PASSAGE —
• • • • •
# Liturgusa maya in the US :)!



## Immanus (Dec 5, 2021)

Finally got to have 3 Liturgusa maya! This is a parthnogenic bark roach species that gets to almost the same size as Florida bark mantids! Second pic is of a wild specimen in Florida. They were extremely hard to collect due to their insane camouflage! Hope I can get this awesome parthnogenic species into the hobby!


----------



## agent A (Dec 6, 2021)

very nice!!


----------



## Mystymantis (Dec 6, 2021)

Oh wow that's so cool! Good luck! They are wild in Florida?

I can't see the mantis in the second picture it sure has good camouflage!


----------



## Immanus (Dec 9, 2021)

Mystymantis said:


> Oh wow that's so cool! Good luck! They are wild in Florida?
> 
> I can't see the mantis in the second picture it sure has good camouflage!


Yes they are very well camouflaged. And yeah they are in FL, but they are very cryptic and very rarely spotted


----------



## Mystymantis (Dec 9, 2021)
• • • • •
DATA SUPPLIED —
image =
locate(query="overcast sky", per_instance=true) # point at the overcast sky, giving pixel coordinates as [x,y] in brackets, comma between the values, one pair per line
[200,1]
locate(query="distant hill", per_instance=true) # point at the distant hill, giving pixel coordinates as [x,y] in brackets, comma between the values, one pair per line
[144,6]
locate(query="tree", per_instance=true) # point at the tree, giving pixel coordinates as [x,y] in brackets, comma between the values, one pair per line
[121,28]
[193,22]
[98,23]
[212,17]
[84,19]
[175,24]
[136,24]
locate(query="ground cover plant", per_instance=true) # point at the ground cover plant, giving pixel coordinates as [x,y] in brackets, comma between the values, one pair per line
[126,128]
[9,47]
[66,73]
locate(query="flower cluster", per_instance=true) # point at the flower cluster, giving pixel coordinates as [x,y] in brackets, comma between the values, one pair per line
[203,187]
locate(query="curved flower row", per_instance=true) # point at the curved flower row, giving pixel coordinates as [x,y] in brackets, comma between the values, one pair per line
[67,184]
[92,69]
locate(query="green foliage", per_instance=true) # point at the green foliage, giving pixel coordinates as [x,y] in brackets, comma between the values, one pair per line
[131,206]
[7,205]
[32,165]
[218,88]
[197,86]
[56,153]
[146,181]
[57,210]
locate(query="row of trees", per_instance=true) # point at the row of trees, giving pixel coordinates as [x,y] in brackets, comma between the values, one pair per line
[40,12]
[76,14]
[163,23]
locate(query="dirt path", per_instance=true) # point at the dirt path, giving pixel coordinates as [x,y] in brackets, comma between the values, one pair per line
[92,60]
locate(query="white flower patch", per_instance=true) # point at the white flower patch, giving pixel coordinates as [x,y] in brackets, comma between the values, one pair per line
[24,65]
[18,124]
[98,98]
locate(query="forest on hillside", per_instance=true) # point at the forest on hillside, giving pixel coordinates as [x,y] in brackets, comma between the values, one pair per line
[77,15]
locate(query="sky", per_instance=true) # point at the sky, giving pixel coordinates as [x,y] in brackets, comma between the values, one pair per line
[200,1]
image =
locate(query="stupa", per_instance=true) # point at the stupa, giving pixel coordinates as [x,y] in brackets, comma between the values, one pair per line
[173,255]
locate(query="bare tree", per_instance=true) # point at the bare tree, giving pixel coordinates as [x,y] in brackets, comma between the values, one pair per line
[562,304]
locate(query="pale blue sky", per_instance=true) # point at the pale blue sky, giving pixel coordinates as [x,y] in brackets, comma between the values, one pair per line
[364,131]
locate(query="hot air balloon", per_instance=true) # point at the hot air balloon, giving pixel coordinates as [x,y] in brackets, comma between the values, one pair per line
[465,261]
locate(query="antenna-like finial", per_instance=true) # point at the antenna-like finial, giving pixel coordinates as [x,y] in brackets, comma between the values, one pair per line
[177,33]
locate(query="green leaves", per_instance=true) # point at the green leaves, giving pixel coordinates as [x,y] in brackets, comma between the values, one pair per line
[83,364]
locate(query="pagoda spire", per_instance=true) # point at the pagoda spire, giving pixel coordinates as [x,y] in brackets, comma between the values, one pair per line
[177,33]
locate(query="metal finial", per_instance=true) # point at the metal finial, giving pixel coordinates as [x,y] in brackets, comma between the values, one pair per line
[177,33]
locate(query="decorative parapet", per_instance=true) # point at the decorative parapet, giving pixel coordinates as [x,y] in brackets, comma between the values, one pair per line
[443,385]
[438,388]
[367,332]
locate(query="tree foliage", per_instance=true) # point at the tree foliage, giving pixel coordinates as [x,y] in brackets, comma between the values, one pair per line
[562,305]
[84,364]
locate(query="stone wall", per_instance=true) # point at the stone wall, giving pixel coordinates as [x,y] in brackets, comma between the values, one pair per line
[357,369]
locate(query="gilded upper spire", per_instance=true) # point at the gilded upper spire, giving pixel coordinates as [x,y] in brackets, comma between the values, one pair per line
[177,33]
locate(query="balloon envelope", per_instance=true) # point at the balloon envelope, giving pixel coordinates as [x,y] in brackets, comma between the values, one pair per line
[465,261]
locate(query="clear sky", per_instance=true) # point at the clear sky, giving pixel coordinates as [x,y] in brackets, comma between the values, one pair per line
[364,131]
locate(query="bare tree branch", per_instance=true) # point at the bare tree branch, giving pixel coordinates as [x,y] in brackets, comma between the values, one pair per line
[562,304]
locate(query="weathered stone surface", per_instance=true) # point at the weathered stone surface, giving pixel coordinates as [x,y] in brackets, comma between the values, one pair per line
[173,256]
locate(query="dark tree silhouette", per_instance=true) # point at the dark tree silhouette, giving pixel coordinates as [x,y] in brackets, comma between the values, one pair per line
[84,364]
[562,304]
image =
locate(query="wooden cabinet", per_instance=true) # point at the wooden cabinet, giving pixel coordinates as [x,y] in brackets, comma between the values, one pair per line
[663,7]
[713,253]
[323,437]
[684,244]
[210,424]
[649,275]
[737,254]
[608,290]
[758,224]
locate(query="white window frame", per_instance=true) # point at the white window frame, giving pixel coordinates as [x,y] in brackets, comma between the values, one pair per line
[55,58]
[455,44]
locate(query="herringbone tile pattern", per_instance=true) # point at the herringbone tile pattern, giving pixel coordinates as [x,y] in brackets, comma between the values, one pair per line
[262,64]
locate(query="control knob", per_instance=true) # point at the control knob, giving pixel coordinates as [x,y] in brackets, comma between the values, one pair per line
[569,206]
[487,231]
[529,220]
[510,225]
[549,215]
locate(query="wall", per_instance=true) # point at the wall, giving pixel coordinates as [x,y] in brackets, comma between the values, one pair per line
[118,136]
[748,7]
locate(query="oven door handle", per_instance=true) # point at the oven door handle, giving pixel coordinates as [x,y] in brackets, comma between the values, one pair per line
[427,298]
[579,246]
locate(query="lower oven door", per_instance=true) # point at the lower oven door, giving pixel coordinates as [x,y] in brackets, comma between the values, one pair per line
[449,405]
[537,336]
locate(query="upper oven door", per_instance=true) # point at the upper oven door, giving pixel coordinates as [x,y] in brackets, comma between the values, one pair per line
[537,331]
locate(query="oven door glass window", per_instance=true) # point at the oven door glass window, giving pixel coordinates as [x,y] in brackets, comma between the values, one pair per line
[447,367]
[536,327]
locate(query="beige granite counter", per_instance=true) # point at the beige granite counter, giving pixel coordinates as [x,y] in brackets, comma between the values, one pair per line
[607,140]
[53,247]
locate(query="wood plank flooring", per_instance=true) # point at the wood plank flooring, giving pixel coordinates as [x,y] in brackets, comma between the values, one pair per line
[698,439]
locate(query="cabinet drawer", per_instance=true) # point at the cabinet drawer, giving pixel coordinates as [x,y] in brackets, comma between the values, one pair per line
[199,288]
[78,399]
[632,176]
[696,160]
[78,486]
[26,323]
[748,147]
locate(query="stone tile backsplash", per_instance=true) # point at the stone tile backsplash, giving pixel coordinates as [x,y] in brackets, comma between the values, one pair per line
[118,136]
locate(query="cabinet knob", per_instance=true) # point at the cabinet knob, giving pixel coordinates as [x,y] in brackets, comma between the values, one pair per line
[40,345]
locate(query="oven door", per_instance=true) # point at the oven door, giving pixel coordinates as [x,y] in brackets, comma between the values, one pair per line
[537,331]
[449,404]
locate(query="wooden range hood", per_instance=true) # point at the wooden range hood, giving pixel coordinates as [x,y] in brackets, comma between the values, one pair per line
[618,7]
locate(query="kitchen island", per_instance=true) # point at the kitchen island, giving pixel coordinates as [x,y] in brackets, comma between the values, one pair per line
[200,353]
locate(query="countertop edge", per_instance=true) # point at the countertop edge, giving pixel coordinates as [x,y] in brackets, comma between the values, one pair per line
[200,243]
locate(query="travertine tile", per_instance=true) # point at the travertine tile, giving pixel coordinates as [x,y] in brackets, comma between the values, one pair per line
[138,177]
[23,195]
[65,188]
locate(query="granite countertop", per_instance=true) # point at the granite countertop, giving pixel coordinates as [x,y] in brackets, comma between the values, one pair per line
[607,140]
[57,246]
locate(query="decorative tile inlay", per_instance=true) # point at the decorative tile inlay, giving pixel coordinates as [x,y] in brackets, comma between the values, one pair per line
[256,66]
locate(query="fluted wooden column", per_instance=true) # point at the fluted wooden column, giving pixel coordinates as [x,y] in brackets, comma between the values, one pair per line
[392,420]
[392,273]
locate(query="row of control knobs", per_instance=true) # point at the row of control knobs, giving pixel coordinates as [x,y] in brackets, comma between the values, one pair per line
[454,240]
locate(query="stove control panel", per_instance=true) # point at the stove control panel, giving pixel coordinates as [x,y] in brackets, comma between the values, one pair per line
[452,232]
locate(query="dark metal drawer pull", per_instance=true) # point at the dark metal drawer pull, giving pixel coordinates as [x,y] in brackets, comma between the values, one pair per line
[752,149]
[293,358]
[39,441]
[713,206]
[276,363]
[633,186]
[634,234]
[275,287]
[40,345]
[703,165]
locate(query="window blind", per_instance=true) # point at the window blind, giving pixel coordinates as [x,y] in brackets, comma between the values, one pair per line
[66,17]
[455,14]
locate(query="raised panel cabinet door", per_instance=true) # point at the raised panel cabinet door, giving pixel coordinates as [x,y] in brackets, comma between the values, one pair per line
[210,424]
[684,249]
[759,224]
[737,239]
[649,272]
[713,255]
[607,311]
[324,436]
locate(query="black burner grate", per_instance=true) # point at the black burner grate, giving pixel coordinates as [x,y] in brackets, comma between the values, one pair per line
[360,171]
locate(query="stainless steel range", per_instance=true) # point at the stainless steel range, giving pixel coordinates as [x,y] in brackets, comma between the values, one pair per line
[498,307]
• • • • •
TASK INSTRUCTIONS —
Please carry the forum thread about Liturgusa maya on from the point where it stops. The rows play no part here.

TASK OUTPUT —
Immanus said:


> Yes they are very well camouflaged. And yeah they are in FL, but they are very cryptic and very rarely spotted


That's so cool! I bet they are nearly impossible to find!


----------



## Curiosity (Dec 11, 2021)

I can't see it either, but the one in the first picture looks crazy cool


----------



## Immanus (Dec 14, 2021)

Curiosity said:


> I can't see it either, but the one in the first picture looks crazy cool


it's right in the center! Hard to spot tho for sure!


----------



## Immanus (Apr 23, 2022)

Adult female. This species is amazing looking!


----------



## Mantis Lady (Apr 24, 2022)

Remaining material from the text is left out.